**Provided text:**
▬▬▬▬▬▬

The solid solution heat treatment is performed so as to satisfy the formula (1), as noted above. In this way, the oxide layers formed on the outer and inner surfaces of the steel pipe can have an average thickness of 1.0 μm or more. In order to provide a thicker oxide layer, the left-hand side of the formula (1) is preferably more than 2,000, more preferably 2,500 or more, even more preferably 3,000 or more. The left-hand side of the formula (1) is preferably 8,000 or less, even more preferably 6,000 or less because the oxide layer may fall off in the furnace when there is excessive growth of oxide layer.

Cold Circumferential Bending and Reverse Bending (Hereinafter, Also Referred to as “Bending and Reverse Bending”)

A steel pipe material after the solid solution heat treatment contains the low-yield-strength austenitic phase, and, with its as-processed form, the axial tensile yield strength required for oil well or gas well applications and for extraction of hot water cannot be obtained. To increase strength, dislocation strengthening is performed using various cold working techniques.

In accordance with aspects of the present invention, the yield strength of pipe is increased by circumferential bending and reverse bending. This enables formation of the surface oxide layer required for abrasion resistance and indentation resistance while stably improving axial tensile yield strength, as described below.

▬▬▬▬▬▬

**Dataset rows:**
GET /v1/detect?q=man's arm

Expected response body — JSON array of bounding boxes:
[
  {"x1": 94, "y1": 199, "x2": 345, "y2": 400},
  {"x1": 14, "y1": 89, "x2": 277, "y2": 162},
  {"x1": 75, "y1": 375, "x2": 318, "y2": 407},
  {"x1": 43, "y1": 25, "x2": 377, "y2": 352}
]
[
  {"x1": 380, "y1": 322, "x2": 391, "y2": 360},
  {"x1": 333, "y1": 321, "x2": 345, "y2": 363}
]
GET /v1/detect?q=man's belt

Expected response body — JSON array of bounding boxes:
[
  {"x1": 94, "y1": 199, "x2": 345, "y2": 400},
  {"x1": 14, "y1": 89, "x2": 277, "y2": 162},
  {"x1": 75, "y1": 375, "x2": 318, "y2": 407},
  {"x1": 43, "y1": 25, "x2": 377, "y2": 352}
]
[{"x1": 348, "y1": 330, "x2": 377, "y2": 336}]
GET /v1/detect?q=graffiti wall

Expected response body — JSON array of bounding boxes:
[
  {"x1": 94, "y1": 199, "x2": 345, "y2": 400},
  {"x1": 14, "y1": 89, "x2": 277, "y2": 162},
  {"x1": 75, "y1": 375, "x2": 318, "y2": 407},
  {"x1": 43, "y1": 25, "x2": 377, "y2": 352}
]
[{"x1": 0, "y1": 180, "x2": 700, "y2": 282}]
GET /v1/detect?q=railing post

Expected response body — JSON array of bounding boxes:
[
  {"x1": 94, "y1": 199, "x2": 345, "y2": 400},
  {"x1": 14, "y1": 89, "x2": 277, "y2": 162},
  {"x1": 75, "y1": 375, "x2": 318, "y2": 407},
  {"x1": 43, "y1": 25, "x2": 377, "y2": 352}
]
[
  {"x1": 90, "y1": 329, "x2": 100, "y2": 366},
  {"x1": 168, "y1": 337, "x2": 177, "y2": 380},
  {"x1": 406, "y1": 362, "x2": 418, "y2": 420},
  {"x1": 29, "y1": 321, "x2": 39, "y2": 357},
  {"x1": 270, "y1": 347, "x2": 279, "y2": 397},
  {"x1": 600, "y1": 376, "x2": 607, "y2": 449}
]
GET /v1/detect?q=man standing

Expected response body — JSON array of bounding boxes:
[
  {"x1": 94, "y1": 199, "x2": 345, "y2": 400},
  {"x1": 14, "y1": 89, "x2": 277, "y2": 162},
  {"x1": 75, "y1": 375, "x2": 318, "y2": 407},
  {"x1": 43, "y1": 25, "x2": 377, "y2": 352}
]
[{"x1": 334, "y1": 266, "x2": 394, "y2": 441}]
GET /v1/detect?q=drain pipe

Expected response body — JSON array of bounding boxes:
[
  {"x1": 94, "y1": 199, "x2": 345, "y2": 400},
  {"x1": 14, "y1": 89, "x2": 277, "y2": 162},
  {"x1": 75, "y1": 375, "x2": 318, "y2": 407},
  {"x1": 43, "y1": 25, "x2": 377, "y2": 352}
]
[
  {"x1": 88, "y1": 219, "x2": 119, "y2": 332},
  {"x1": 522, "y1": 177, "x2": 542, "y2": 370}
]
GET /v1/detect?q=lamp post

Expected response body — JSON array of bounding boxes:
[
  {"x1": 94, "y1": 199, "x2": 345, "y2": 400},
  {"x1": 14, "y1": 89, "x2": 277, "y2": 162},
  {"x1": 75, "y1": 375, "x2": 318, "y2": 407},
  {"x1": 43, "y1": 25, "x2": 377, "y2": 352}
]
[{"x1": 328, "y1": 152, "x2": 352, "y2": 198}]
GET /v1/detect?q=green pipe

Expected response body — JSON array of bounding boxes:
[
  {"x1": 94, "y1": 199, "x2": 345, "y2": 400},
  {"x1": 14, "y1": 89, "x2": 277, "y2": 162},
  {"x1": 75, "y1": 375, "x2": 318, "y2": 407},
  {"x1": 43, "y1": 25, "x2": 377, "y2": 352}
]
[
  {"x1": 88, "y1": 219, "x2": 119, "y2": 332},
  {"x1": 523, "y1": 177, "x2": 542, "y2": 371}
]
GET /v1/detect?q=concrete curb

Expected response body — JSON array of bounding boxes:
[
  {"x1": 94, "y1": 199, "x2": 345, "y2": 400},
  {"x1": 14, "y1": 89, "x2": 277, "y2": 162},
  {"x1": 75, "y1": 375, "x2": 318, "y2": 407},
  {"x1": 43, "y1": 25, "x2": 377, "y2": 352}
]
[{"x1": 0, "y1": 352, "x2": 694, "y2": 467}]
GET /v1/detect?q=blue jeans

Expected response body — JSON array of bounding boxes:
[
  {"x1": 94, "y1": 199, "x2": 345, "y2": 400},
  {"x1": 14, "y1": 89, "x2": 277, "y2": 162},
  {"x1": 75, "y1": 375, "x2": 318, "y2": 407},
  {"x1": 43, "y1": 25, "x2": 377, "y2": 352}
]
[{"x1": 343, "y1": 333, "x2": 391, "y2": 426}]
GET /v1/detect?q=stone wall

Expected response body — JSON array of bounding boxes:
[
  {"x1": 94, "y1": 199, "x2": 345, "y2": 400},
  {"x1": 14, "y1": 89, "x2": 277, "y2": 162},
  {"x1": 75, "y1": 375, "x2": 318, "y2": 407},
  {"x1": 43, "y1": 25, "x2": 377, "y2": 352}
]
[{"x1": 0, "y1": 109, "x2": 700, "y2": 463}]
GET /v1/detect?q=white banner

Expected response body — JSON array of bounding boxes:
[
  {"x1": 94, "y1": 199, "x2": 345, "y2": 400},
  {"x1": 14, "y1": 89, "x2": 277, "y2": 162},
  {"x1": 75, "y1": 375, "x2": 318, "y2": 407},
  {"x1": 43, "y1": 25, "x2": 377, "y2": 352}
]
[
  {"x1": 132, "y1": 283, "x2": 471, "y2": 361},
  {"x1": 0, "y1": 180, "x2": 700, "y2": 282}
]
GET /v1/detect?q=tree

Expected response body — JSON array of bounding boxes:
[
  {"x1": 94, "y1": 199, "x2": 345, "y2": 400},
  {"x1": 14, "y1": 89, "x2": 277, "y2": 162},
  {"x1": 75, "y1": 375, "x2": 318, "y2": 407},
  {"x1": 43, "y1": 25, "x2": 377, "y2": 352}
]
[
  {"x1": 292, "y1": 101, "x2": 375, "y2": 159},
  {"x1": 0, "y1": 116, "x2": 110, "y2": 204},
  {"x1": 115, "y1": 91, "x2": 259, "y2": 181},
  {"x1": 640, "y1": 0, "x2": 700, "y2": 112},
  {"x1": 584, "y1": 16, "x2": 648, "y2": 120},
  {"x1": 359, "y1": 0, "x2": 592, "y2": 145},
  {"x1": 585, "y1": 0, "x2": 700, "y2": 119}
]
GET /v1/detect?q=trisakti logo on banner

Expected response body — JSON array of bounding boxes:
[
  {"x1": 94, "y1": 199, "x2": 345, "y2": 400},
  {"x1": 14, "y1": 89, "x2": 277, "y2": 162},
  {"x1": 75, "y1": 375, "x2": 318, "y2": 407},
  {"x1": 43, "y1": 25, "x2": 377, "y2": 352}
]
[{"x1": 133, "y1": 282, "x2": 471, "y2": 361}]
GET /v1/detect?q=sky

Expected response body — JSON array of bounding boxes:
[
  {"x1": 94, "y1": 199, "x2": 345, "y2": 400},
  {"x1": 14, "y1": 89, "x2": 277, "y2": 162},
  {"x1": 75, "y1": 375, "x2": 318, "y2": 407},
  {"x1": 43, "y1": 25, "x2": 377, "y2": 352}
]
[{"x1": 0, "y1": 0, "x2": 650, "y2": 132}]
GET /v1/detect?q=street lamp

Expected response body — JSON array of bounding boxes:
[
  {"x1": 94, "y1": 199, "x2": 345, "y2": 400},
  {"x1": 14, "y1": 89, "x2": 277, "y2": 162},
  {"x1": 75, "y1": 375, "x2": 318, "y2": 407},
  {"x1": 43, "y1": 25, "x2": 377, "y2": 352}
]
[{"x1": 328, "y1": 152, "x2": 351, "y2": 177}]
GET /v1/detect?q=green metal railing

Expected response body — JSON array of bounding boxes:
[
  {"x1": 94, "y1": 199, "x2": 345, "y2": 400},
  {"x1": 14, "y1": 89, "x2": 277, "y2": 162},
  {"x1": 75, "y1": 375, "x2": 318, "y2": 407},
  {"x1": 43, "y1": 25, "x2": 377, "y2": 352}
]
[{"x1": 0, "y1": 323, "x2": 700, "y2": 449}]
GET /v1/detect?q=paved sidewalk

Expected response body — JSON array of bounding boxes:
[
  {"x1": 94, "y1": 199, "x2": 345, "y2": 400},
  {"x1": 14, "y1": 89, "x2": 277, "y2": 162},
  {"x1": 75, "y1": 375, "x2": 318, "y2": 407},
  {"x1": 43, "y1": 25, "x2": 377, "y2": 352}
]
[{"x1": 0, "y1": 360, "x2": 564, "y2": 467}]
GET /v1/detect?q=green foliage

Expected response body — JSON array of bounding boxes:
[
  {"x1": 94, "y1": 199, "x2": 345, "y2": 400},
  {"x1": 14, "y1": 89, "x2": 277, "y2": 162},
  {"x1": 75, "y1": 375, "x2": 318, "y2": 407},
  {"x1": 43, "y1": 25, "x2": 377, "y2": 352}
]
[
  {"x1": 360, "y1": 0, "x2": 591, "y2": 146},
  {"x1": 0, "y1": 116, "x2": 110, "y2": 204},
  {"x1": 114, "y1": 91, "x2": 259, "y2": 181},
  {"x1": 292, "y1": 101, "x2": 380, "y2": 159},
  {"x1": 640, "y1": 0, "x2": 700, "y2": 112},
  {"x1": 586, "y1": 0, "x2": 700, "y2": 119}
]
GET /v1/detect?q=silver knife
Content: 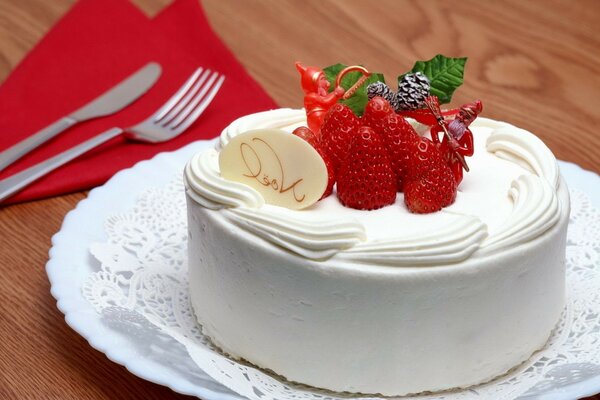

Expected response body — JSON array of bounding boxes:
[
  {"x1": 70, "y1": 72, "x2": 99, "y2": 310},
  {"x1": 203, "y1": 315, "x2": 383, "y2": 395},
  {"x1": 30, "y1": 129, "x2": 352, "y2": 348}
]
[{"x1": 0, "y1": 62, "x2": 161, "y2": 171}]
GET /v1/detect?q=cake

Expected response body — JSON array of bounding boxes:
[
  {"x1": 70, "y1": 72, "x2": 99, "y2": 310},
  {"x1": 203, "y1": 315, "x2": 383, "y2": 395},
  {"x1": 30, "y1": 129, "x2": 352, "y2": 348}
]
[{"x1": 184, "y1": 57, "x2": 569, "y2": 396}]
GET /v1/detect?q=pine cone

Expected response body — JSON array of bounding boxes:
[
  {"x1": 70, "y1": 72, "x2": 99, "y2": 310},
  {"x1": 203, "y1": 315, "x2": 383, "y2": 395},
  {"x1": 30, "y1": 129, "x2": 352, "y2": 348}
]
[
  {"x1": 367, "y1": 82, "x2": 398, "y2": 110},
  {"x1": 396, "y1": 72, "x2": 431, "y2": 111}
]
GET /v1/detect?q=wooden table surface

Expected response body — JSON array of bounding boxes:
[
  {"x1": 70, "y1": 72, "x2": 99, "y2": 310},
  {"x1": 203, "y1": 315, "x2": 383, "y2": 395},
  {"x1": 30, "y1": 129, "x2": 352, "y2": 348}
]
[{"x1": 0, "y1": 0, "x2": 600, "y2": 399}]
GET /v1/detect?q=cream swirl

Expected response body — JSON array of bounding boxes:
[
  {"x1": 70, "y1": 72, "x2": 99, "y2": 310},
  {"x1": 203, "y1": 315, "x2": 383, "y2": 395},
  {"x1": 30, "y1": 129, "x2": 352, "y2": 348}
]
[
  {"x1": 482, "y1": 175, "x2": 561, "y2": 252},
  {"x1": 185, "y1": 109, "x2": 568, "y2": 267},
  {"x1": 184, "y1": 149, "x2": 264, "y2": 210},
  {"x1": 343, "y1": 215, "x2": 487, "y2": 267},
  {"x1": 226, "y1": 208, "x2": 366, "y2": 260},
  {"x1": 217, "y1": 108, "x2": 306, "y2": 150},
  {"x1": 486, "y1": 124, "x2": 559, "y2": 189},
  {"x1": 482, "y1": 123, "x2": 568, "y2": 252}
]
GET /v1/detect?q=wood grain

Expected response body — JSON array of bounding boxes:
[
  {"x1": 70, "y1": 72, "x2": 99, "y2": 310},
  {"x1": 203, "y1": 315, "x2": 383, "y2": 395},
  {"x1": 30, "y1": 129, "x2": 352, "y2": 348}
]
[{"x1": 0, "y1": 0, "x2": 600, "y2": 400}]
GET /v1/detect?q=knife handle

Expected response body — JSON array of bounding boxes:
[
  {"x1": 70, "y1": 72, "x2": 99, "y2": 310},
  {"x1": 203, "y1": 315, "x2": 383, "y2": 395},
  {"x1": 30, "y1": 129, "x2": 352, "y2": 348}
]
[
  {"x1": 0, "y1": 128, "x2": 123, "y2": 202},
  {"x1": 0, "y1": 117, "x2": 78, "y2": 171}
]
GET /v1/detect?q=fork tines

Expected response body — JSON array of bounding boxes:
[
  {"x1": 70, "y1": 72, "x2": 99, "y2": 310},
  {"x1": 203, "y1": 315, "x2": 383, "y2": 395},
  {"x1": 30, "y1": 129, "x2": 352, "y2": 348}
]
[{"x1": 153, "y1": 67, "x2": 225, "y2": 131}]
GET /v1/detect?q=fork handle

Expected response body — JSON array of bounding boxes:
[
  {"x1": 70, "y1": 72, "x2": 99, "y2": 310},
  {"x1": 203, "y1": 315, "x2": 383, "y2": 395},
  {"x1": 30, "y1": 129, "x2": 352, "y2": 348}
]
[
  {"x1": 0, "y1": 117, "x2": 78, "y2": 171},
  {"x1": 0, "y1": 128, "x2": 123, "y2": 202}
]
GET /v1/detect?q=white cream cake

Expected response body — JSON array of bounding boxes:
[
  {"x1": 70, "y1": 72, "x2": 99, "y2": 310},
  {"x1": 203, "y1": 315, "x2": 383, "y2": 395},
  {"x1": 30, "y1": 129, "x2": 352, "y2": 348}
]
[{"x1": 184, "y1": 109, "x2": 569, "y2": 395}]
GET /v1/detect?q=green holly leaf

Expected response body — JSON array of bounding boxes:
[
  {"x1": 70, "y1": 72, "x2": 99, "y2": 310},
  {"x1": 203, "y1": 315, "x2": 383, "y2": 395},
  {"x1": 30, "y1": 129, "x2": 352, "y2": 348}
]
[
  {"x1": 323, "y1": 64, "x2": 385, "y2": 116},
  {"x1": 398, "y1": 54, "x2": 467, "y2": 104}
]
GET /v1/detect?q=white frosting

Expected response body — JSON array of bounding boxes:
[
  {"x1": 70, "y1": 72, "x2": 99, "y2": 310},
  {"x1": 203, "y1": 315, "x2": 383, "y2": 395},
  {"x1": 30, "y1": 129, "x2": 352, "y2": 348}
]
[
  {"x1": 184, "y1": 149, "x2": 264, "y2": 210},
  {"x1": 226, "y1": 208, "x2": 366, "y2": 260},
  {"x1": 186, "y1": 109, "x2": 560, "y2": 266},
  {"x1": 185, "y1": 109, "x2": 569, "y2": 395}
]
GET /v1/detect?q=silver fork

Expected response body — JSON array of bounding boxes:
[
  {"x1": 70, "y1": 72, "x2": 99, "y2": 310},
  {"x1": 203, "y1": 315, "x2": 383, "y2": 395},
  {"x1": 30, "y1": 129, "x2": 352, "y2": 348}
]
[{"x1": 0, "y1": 68, "x2": 225, "y2": 202}]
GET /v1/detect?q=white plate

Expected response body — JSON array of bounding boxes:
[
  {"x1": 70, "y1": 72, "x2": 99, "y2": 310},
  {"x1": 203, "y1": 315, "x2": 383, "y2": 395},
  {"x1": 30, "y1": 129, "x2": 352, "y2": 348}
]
[{"x1": 46, "y1": 141, "x2": 600, "y2": 400}]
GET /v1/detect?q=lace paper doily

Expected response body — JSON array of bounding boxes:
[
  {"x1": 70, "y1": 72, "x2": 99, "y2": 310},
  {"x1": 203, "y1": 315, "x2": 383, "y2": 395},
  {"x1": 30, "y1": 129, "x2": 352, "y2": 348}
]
[{"x1": 82, "y1": 181, "x2": 600, "y2": 400}]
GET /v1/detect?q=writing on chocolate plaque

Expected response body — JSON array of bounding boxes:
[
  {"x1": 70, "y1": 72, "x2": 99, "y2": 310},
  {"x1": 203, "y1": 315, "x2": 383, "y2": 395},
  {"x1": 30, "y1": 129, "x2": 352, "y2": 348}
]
[{"x1": 219, "y1": 129, "x2": 327, "y2": 210}]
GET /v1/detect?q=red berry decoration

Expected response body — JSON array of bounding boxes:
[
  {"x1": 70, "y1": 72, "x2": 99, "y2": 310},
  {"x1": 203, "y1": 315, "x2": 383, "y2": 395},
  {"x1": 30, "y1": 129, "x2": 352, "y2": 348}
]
[
  {"x1": 337, "y1": 126, "x2": 397, "y2": 210},
  {"x1": 293, "y1": 126, "x2": 335, "y2": 200},
  {"x1": 292, "y1": 126, "x2": 320, "y2": 149},
  {"x1": 398, "y1": 108, "x2": 458, "y2": 126},
  {"x1": 381, "y1": 113, "x2": 419, "y2": 192},
  {"x1": 404, "y1": 138, "x2": 457, "y2": 214},
  {"x1": 361, "y1": 96, "x2": 395, "y2": 134},
  {"x1": 321, "y1": 103, "x2": 360, "y2": 171}
]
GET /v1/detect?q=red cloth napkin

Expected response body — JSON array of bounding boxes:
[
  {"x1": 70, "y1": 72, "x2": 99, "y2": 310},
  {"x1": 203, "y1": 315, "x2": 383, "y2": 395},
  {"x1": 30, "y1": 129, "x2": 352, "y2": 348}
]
[{"x1": 0, "y1": 0, "x2": 276, "y2": 202}]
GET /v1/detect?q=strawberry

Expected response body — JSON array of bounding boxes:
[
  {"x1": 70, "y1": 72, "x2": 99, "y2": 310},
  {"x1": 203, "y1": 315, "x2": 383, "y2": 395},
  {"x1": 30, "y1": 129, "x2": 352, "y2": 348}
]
[
  {"x1": 381, "y1": 113, "x2": 419, "y2": 191},
  {"x1": 292, "y1": 126, "x2": 335, "y2": 200},
  {"x1": 337, "y1": 126, "x2": 397, "y2": 210},
  {"x1": 321, "y1": 103, "x2": 360, "y2": 172},
  {"x1": 292, "y1": 126, "x2": 320, "y2": 149},
  {"x1": 360, "y1": 96, "x2": 395, "y2": 134},
  {"x1": 404, "y1": 138, "x2": 457, "y2": 214}
]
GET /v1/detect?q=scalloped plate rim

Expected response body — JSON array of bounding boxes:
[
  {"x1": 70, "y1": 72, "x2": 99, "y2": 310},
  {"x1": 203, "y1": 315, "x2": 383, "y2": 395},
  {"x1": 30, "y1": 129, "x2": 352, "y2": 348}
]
[{"x1": 46, "y1": 139, "x2": 600, "y2": 400}]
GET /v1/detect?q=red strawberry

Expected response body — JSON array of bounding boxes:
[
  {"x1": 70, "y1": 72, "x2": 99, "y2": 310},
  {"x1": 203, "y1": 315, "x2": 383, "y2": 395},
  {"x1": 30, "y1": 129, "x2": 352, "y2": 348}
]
[
  {"x1": 361, "y1": 96, "x2": 394, "y2": 134},
  {"x1": 337, "y1": 126, "x2": 397, "y2": 210},
  {"x1": 404, "y1": 138, "x2": 457, "y2": 214},
  {"x1": 293, "y1": 126, "x2": 335, "y2": 200},
  {"x1": 381, "y1": 113, "x2": 419, "y2": 191},
  {"x1": 292, "y1": 126, "x2": 320, "y2": 148},
  {"x1": 321, "y1": 103, "x2": 360, "y2": 172}
]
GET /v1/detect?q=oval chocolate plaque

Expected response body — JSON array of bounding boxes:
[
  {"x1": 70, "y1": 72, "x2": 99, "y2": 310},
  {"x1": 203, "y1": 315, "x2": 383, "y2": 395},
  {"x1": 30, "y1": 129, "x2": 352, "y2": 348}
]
[{"x1": 219, "y1": 129, "x2": 327, "y2": 210}]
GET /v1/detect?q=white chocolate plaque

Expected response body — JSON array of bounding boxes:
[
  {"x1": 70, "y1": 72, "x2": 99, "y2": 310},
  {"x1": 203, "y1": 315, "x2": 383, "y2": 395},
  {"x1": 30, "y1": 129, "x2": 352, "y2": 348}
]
[{"x1": 219, "y1": 129, "x2": 327, "y2": 210}]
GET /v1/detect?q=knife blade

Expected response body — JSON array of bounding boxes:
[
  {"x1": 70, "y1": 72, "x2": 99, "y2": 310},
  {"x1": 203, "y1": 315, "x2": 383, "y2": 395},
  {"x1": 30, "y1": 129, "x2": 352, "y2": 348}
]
[{"x1": 0, "y1": 62, "x2": 161, "y2": 171}]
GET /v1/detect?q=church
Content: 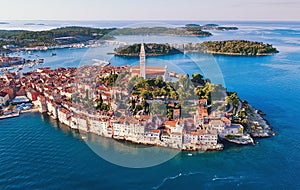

▬▬▬▬▬▬

**What you will do:**
(a) Swap "dislocation strengthening" for "work hardening" in everything from "Cold Circumferential Bending" down to "cold working techniques." in the steel pipe text, and give that part again.
(b) Finish out the next part of the steel pipe text, picking up after its last sentence.
The listing is separate material and has no connection to the steel pipe text.

**Answers to the exercises:**
(a)
Cold Circumferential Bending and Reverse Bending (Hereinafter, Also Referred to as “Bending and Reverse Bending”)

A steel pipe material after the solid solution heat treatment contains the low-yield-strength austenitic phase, and, with its as-processed form, the axial tensile yield strength required for oil well or gas well applications and for extraction of hot water cannot be obtained. To increase strength, work hardening is performed using various cold working techniques.

(b)
The cold working technique according to aspects of the present invention is a novel method that makes use of dislocation strengthening by circumferential bending and reverse bending. This technique is described below, with reference to FIG. 2. Unlike cold drawing and cold pilgering that improve the tensile yield strength of a steel pipe by rolling that reduces the wall thickness and stretches the pipe along the axis, the foregoing technique produces strain by a bending process by flattening of a pipe (first flattening), and a reverse bending process that restores the full roundness (second flattening), as shown in FIG. 2. In this technique, the amount of strain is adjusted by repeating bending and reverse bending, or by varying the amount of bend, without greatly changing the initial shape of the steel pipe. That is, in contrast to the conventional cold rolling method that uses the axial elongation strain, the cold working method according to aspects of the present invention that hardens the steel and increases steel pipe strength takes advantage of circumferential bending strain, and does not impart a large change in the shape of steel pipe after bending and reverse bending. That is, unlike cold drawing and cold pilgering that involve a newly-formed surface that occurs as a result of stretching that reduces the wall thickness, the method according to aspects of the present invention, in principle, does not usually form such a new surface, and the steel pipe can have high yield strength while maintaining the surface oxide layers. The method according to aspects of the present invention also differs from cold drawing and cold pilgering in that the method does not involve deformation occurring as a result of wall thickness reduction or stretching but involves bending that uses shear deformation. Bending is a form of deformation that requires a smaller force to provide the same deformation, and causes less damage to tools used for cold bending and reverse bending. Bending also does not require cleaning of the oxide layer with an acid before cold bending and reverse bending. There is also no need for a chemical-treatment coating process for lubrication because the extent of sliding against the tool is small. Another characteristic is that a tool does not need to be disposed on the inner side of the steel pipe. This makes it easier to maintain the oxide layer provided by the solid solution heat treatment.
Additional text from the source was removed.